§ **PROBLEM TO WORK ON**: Would you reproduce all of the entries exactly?

--------------------------------------------------

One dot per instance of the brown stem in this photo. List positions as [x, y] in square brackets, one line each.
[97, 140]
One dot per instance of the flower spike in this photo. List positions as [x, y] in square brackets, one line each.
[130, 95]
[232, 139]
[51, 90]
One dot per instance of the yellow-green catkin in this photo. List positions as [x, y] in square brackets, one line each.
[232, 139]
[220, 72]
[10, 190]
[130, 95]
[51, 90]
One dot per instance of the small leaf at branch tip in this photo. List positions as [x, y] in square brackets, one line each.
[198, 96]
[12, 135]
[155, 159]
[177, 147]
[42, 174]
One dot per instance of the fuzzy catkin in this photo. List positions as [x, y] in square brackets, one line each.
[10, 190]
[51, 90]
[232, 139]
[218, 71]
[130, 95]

--------------------------------------------------

§ **REPLY TO THE TASK**:
One dot per instance of the brown stem in this photo. List positions as [x, y] in square brackets, one line each.
[97, 140]
One dot per instance of the flower spike in this photo. List positions as [x, y] in square brackets, one line each.
[130, 95]
[232, 139]
[51, 90]
One dot per instance of the yellow-green catkin in this photo. List positions as [x, y] in square brackets, one line each.
[232, 139]
[220, 72]
[10, 190]
[130, 95]
[51, 90]
One dot per instance of the small leaf at branch tip in this photo. List positions as [x, y] in square brackets, one line each.
[198, 96]
[12, 135]
[155, 159]
[177, 147]
[42, 174]
One dot per instance of the fuzzy catkin in this photo. List positions as [x, y] in square brackets, one line each.
[10, 190]
[51, 90]
[232, 139]
[218, 71]
[130, 95]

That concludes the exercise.